Unless it was Terry or Justin (owner and his son) then your beef is with an employee and should be discussed with the owner instead of you slamming the business on an open forum. It could just be a simple misunderstanding... I personally know and have fished with most all in their employ and of those people not one of them would ever do anything intentional to piss a customer off.


----------



## Jollymon (May 21, 2015)

If you won't elaborate to what happened , Why did you bother to even post in the first place ,


----------



## 1BadF350 (Jul 19, 2006)

This is a waste of a thread without details. It is also unfair to the business for you to ramble on with unfounded generic statements of displeasure. 
If you have a problem, take it up with Terry or Justin.


----------



## ncsharkman (Mar 12, 2011)

1BadF350 said:


> This is a waste of a thread without details. It is also unfair to the business for you to ramble on with unfounded generic statements of displeasure.
> If you have a problem, take it up with Terry or Justin.


 I don't have a problem bad350. Terry has a problem as he's lost a customer for ever! As a business owner that's a problem for sure as you never get that back. My wife already talked to him and that is done. The money I would spend there will now just go to someone else instead of Terry. See, problem solved!
Laughing my "AZZ OFF" as I go by his store Sharkman


----------



## Islander80 (Mar 27, 2010)

Serious question. Why even come on this site and post this? Was it to make yourself feel better? I just don't see the purpose of coming on here and telling everyone you're not shopping somewhere and giving no explanation. Seems pointless...


----------



## BigWillJ (Jan 21, 2001)

Islander80 said:


> Serious question. Why even come on this site and post this? Was it to make yourself feel better? I just don't see the purpose of coming on here and telling everyone you're not shopping somewhere and giving no explanation. Seems pointless...


Yeauhp.....especially after apparently spending thousands of dollars over many years, with maybe some sense of satisfaction.....and alluva sudden there’s some sort of conflict between an employee and the wife. Sorry it happened, but it smells fishy.


----------



## ncsharkman (Mar 12, 2011)

BigWillJ said:


> Yeauhp.....especially after apparently spending thousands of dollars over many years, with maybe some sense of satisfaction.....and alluva sudden there’s some sort of conflict between an employee and the wife. Sorry it happened, but it smells fishy.


 My best friend is my wife of 44 years and no one insults her without pissing me off some. Sorry for the rant but it's better than it would have been in the past when I wasn't so old as I am now. They do have a great tackle shop and I have been an excellent customer for lots of years [closer to 30 years than the 35 I said before] memory not as good. I have no better friend than her and I will always defend her no matter what. If that bothers people I really don't give a damn.


----------



## Papa-T (Sep 5, 2011)

If someone pissed me off that bad I would say what they did: but to each is own.


----------



## kraus (Jun 8, 2009)

Well aah, lets see, Dave got ran off for saying too much so lets run ncsharkman off for not saying enough.

• [What this exercise asks]:
1: Translate this sentence from the forum thread into Spanish: "Terry has a problem as he's lost a customer for ever!"
2: Please show every line of the records that contains the string "pipe".

• [Supplied records]:
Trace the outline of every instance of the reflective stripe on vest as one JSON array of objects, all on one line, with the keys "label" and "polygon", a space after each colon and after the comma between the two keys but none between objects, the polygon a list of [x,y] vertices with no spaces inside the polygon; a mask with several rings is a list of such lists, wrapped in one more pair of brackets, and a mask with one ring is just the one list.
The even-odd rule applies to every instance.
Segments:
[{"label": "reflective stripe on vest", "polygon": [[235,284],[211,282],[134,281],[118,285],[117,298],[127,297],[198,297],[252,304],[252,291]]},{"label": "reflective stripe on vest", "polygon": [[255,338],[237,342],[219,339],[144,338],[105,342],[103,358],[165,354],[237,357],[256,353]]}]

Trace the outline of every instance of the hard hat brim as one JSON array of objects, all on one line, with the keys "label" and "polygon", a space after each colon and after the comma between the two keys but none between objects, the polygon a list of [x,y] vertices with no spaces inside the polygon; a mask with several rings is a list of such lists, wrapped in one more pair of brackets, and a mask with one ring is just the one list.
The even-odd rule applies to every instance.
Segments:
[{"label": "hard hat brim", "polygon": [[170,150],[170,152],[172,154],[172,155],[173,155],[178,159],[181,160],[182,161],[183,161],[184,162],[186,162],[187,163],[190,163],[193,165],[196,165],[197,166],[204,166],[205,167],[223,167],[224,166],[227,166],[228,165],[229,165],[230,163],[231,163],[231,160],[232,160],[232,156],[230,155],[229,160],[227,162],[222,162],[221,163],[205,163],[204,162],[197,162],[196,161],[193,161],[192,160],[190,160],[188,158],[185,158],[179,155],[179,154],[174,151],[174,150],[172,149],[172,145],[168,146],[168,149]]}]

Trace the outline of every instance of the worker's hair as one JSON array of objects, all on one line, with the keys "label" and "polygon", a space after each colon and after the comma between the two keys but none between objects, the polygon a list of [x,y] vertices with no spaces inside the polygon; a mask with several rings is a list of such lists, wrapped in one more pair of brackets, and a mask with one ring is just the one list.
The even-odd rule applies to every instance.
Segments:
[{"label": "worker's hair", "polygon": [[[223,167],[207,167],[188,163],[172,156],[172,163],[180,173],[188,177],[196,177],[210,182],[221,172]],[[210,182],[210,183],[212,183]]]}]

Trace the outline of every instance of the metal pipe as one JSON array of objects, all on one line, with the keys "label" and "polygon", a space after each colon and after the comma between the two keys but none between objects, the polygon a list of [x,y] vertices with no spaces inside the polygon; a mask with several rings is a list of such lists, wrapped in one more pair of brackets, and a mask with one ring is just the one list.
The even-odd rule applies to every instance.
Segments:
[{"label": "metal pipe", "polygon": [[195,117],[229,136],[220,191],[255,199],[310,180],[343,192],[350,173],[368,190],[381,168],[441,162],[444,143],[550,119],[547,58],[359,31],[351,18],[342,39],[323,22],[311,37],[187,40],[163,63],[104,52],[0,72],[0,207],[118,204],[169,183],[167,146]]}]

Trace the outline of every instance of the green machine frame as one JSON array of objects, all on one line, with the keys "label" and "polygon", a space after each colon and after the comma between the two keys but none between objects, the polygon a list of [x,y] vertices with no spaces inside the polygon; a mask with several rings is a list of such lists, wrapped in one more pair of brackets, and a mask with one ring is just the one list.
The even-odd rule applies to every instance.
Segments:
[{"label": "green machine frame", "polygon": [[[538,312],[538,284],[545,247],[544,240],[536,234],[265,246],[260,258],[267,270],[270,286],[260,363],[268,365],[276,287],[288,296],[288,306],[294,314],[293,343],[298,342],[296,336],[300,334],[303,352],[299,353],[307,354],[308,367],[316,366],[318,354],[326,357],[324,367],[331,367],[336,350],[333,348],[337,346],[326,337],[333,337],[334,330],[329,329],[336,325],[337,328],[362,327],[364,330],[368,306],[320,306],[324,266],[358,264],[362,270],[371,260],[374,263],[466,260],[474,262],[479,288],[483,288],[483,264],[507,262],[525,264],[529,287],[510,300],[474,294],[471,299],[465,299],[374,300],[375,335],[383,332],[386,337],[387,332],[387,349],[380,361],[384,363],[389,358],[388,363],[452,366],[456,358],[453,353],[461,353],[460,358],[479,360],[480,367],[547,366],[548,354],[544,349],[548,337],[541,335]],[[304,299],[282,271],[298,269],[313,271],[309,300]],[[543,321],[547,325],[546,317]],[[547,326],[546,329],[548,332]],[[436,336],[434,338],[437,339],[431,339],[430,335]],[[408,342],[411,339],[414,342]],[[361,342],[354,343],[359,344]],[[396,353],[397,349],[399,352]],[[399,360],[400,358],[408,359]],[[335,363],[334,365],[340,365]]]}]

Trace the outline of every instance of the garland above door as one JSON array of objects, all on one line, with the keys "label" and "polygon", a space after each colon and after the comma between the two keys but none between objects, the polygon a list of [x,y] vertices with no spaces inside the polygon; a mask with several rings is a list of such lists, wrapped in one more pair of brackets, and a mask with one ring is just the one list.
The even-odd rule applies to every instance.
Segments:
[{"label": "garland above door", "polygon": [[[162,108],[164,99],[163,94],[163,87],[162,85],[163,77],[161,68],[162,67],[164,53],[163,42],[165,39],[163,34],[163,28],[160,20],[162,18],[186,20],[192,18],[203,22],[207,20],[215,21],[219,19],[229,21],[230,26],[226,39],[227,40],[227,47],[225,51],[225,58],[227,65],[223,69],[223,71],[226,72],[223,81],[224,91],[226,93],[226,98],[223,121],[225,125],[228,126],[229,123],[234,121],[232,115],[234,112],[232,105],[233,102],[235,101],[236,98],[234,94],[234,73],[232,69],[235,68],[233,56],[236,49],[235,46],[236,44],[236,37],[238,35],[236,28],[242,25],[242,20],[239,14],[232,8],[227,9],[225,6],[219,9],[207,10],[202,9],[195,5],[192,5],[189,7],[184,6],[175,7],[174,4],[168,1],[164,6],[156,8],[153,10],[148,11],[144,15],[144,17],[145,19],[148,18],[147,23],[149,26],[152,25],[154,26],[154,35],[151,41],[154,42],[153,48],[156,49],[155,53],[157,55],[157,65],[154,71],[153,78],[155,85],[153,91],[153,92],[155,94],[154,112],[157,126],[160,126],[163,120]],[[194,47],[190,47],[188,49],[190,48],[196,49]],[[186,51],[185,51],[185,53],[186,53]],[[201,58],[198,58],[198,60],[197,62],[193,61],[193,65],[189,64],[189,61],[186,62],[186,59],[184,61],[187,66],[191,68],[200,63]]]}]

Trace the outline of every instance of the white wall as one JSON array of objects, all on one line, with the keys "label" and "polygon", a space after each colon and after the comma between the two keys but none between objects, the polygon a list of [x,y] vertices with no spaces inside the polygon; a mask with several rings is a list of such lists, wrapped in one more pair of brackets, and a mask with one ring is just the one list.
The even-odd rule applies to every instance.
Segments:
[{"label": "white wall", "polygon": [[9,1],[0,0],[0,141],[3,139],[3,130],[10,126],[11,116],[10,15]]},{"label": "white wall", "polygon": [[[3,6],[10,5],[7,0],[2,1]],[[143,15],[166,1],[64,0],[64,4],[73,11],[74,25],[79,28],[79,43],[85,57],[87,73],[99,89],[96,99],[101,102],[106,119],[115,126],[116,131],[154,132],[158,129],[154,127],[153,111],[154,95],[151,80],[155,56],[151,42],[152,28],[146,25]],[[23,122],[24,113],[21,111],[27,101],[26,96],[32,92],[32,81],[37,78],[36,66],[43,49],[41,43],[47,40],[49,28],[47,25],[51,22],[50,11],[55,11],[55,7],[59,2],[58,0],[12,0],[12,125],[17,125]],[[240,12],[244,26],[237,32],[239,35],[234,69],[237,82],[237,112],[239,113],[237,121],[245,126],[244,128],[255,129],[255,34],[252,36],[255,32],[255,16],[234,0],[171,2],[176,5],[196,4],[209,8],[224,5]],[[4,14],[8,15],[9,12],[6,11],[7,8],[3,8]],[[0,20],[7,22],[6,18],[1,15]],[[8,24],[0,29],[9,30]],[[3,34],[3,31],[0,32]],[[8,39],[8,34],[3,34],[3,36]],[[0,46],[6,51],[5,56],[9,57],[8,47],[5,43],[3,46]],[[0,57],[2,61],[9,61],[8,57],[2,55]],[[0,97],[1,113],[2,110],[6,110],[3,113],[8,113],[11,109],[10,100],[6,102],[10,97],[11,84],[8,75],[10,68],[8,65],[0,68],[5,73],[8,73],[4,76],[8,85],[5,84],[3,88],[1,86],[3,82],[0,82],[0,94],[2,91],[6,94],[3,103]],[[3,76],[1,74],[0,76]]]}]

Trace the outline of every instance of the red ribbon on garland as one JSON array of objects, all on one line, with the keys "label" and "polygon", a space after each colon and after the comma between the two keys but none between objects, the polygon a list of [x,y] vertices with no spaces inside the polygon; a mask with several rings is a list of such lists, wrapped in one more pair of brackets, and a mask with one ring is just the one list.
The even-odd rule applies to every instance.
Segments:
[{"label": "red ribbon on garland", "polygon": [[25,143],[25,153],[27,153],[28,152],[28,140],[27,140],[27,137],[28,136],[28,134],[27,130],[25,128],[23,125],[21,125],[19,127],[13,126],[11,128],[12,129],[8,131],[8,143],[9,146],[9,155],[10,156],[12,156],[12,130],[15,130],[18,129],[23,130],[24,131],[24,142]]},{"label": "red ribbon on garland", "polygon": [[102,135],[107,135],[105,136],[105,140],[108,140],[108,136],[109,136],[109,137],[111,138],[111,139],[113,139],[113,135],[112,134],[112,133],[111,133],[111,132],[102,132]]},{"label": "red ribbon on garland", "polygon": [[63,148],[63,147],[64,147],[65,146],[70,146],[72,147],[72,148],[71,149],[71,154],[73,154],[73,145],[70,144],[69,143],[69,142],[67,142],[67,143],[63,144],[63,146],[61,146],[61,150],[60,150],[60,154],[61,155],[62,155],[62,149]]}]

• [Results in order]:
1: ¡Terry tiene un problema, ya que ha perdido a un cliente para siempre!

2:
Trace the outline of every instance of the metal pipe as one JSON array of objects, all on one line, with the keys "label" and "polygon", a space after each colon and after the comma between the two keys but none between objects, the polygon a list of [x,y] vertices with no spaces inside the polygon; a mask with several rings is a list of such lists, wrapped in one more pair of brackets, and a mask with one ring is just the one list.
[{"label": "metal pipe", "polygon": [[195,117],[229,136],[220,191],[255,199],[310,180],[343,192],[350,173],[368,190],[381,168],[441,162],[444,143],[550,119],[547,58],[359,31],[351,18],[342,39],[323,22],[311,37],[187,40],[163,63],[104,52],[0,72],[0,207],[118,204],[169,183],[167,146]]}]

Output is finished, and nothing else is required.